Problem description ▸ Summarize the column in two sentences.

Text provided ▸
═══

The Citizen (Gauteng)

Know your mare from your mayor

- Jennie Ridyard

Did you hear about the horse in the Karoo who got Covid-19? If you did, I apologise. It’s my fault. There I was, travelling across South Africa with my best friend and the dog – two out of three of us were Covid-tested before departure, while one had a rabies jab – and along the way I had my usual conversati­ons with rank strangers, because that’s how I roll, in search of news and gossip wherever I go.

In Colesberg, I discussed the merits of vaccinatio­n with a local, who then told me the mayor had recently died of Covid, apparently contracted at a funeral. They’d buried her two days before.

Dreadful, I went. This damned virus, I went, and then I got in the car and onwards we motored to Beaufort West, where we were to spend the night.

At the local supermarke­t, I chit-chatted to the check-out lady, and saw fit to share the news from 320km up the road. “Did you hear the mayor of Colesberg died of coronaviru­s?” I said.

She looked at me like I was mad and shook her head, no.

“Got it at a funeral,” I added knowingly, as her frown deepened. And there the conversati­on abruptly ended. I left with my bottle of purely medicinal tonic water (nothing to do with illicit gin, obviously) and mild confusion as to the reason for the sour reaction I’d received.

═══

Source data ▸
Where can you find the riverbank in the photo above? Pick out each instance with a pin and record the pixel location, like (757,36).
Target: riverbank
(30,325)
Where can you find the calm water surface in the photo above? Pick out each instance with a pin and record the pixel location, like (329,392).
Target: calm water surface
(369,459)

═══

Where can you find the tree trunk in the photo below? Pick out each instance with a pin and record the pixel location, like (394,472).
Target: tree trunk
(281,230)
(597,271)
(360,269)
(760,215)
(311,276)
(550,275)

═══

Reply ▸ While traveling across South Africa with a best friend and a dog, the writer heard from a local in Colesberg that the mayor had recently died of Covid, apparently caught at a funeral. The writer passed this news on to a check-out lady at a supermarket in Beaufort West, who frowned, shook her head and abruptly ended the conversation, leaving the writer mildly confused by her sour reaction.